Exercise brief: Copy out each line of the material below that contains the string "flag". Case must match.

Image region labeling entries:
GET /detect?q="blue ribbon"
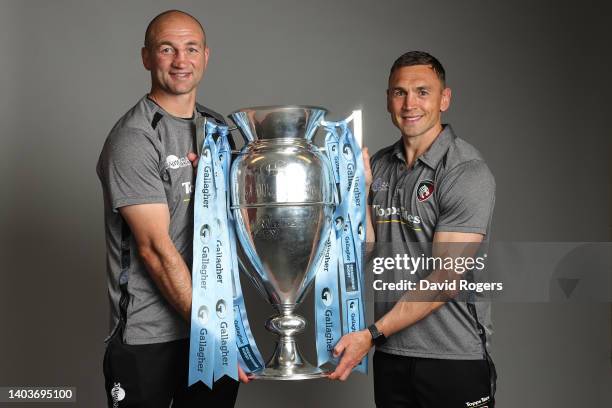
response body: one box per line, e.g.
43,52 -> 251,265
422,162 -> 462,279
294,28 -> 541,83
188,121 -> 262,388
218,126 -> 263,373
188,123 -> 222,388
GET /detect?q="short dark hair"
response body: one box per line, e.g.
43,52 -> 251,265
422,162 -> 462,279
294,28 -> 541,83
389,51 -> 446,88
144,10 -> 206,48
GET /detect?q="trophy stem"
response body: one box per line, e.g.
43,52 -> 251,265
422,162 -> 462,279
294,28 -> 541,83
253,304 -> 328,380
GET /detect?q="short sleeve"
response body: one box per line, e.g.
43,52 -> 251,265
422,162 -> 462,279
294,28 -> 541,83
436,160 -> 495,235
97,128 -> 167,212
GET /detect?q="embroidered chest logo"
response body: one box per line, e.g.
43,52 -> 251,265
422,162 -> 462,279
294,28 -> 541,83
166,154 -> 191,170
417,180 -> 434,202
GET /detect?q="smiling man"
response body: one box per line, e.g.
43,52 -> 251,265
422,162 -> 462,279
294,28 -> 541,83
97,10 -> 243,408
330,51 -> 496,408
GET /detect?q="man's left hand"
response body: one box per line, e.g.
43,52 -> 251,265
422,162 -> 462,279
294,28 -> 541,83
329,329 -> 373,381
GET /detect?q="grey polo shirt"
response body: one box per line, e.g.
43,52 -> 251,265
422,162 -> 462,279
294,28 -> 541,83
370,125 -> 495,360
96,96 -> 223,344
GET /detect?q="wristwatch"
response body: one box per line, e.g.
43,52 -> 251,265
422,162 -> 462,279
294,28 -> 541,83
368,324 -> 387,347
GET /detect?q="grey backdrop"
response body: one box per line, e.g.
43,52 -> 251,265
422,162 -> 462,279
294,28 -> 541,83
0,0 -> 612,407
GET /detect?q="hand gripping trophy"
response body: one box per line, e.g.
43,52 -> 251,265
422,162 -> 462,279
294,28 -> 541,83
190,106 -> 367,386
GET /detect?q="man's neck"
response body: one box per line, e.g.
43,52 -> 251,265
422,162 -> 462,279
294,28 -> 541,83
149,90 -> 195,118
402,124 -> 442,168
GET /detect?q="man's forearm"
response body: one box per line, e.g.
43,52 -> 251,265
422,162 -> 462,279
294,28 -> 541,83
376,271 -> 457,337
139,239 -> 191,321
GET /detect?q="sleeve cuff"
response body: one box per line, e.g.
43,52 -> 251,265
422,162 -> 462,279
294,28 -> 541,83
112,196 -> 168,213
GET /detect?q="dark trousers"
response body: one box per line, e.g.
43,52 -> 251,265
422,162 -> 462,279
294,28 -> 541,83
104,333 -> 238,408
374,351 -> 494,408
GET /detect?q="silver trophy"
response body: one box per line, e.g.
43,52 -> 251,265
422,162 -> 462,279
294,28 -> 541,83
230,106 -> 335,380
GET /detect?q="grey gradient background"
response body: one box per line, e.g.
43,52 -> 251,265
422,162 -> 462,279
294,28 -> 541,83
0,0 -> 612,407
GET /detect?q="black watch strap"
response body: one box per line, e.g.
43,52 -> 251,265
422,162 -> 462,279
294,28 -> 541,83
368,324 -> 387,347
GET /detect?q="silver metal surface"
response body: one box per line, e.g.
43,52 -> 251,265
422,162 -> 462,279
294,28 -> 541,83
231,106 -> 335,380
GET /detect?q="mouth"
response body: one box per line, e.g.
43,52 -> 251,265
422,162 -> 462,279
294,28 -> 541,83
170,72 -> 191,81
402,115 -> 423,123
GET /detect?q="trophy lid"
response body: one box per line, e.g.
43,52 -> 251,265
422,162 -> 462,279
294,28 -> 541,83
229,105 -> 328,143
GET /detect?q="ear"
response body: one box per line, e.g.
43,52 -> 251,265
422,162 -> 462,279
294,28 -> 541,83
440,88 -> 452,112
140,47 -> 151,71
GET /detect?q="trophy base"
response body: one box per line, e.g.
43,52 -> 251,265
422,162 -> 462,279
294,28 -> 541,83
250,364 -> 331,381
251,305 -> 330,380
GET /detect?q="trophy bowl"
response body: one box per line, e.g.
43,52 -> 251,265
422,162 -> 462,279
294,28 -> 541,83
230,106 -> 335,380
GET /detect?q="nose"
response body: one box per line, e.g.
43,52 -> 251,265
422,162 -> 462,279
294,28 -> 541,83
402,92 -> 417,110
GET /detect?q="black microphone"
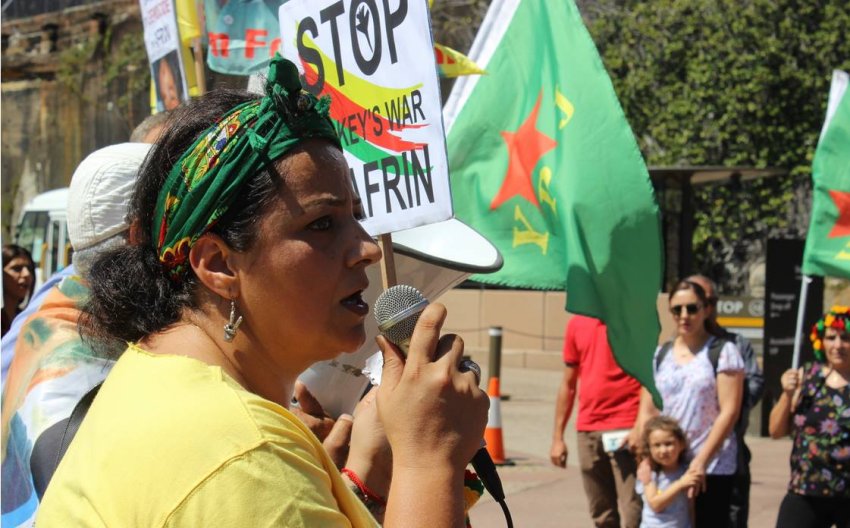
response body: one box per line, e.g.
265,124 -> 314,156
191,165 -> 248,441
375,284 -> 513,528
375,284 -> 428,356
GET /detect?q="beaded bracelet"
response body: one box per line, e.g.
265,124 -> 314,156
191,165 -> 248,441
340,468 -> 387,522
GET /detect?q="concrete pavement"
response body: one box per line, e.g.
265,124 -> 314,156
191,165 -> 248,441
464,368 -> 791,528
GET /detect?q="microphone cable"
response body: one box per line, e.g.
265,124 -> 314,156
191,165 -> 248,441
472,447 -> 514,528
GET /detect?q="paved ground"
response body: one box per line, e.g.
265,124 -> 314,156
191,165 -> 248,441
464,368 -> 791,528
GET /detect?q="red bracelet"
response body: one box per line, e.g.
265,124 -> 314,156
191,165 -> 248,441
340,468 -> 387,506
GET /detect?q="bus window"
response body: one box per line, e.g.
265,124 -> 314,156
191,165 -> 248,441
15,211 -> 50,267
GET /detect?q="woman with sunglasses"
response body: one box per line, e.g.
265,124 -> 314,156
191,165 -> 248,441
769,306 -> 850,528
639,280 -> 744,528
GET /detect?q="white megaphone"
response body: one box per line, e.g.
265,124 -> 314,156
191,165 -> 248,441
299,218 -> 502,418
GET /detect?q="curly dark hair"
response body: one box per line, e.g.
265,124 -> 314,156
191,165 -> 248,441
80,90 -> 282,353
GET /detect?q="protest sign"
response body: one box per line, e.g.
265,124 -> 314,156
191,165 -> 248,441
279,0 -> 452,236
139,0 -> 189,111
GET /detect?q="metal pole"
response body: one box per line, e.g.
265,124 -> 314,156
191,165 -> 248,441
487,326 -> 502,379
791,275 -> 812,369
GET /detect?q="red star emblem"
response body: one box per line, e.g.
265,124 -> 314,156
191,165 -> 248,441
490,91 -> 558,210
828,190 -> 850,238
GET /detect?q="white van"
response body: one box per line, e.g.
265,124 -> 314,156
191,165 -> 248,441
15,187 -> 73,288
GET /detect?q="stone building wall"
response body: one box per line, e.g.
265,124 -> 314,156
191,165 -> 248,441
0,0 -> 150,241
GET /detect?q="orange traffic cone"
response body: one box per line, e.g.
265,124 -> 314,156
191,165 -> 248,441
484,377 -> 506,464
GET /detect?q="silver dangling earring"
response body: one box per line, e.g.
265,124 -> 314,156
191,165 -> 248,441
224,299 -> 242,343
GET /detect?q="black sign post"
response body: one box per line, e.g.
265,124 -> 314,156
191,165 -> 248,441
761,239 -> 823,436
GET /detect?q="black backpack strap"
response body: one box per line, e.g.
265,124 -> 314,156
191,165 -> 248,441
30,382 -> 103,500
708,336 -> 727,376
655,341 -> 673,372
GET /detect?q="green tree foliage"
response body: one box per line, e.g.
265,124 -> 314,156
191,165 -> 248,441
579,0 -> 850,291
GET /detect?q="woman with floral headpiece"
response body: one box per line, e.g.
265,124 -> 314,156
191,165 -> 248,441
37,57 -> 488,528
769,306 -> 850,528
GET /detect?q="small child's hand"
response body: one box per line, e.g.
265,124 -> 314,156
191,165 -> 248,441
678,471 -> 702,489
637,458 -> 652,486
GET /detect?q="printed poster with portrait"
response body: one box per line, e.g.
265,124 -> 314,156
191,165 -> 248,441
279,0 -> 452,236
139,0 -> 189,112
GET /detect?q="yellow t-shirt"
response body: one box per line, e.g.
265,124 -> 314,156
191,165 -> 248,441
36,345 -> 377,528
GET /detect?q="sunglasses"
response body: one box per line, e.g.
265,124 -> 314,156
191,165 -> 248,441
670,303 -> 702,317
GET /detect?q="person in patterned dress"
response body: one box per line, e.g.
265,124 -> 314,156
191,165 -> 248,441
769,306 -> 850,528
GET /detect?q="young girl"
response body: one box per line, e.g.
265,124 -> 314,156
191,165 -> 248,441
635,416 -> 699,528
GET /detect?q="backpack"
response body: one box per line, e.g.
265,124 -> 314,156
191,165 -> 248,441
655,332 -> 764,441
655,337 -> 724,374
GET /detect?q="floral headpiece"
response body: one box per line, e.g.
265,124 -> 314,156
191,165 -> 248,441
809,305 -> 850,361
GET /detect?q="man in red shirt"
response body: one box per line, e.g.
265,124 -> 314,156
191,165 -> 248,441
550,315 -> 642,528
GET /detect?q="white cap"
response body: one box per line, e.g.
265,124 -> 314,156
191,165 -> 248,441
68,143 -> 152,251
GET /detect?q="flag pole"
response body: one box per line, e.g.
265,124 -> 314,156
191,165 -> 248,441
192,37 -> 207,95
378,233 -> 398,290
791,275 -> 812,369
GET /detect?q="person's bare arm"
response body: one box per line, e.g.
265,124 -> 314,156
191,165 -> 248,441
374,303 -> 489,528
767,369 -> 801,438
549,363 -> 578,468
633,387 -> 660,455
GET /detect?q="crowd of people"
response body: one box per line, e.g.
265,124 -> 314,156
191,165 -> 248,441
551,275 -> 850,528
2,53 -> 850,528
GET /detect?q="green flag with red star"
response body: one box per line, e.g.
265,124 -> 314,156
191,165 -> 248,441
803,71 -> 850,278
443,0 -> 663,400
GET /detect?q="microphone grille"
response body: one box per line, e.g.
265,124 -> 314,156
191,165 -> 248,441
375,284 -> 428,349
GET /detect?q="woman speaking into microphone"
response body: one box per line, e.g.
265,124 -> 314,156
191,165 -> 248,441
37,57 -> 488,528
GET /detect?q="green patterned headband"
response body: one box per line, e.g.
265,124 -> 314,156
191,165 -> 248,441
151,55 -> 340,281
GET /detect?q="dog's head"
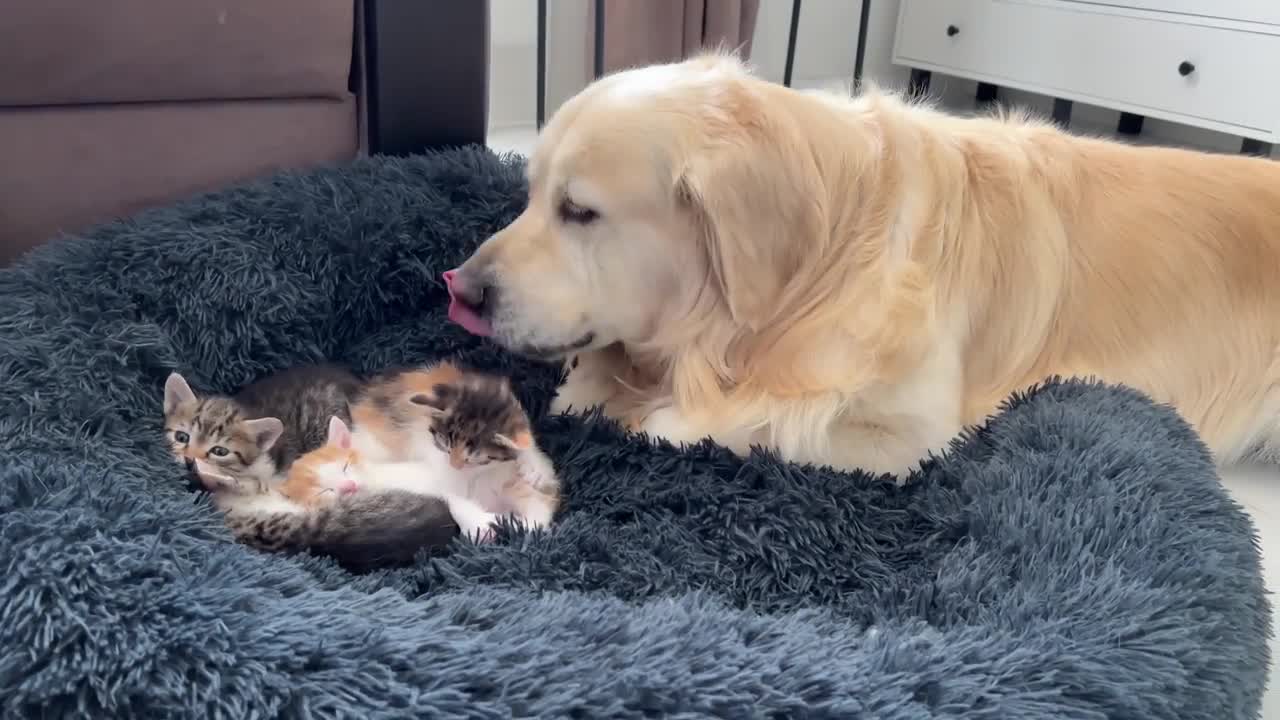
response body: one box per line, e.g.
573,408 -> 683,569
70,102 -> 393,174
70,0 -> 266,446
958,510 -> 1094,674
447,55 -> 824,357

Response for this exercise:
GET /detect?q="flag pole"
GET /detect?q="green flag with red star"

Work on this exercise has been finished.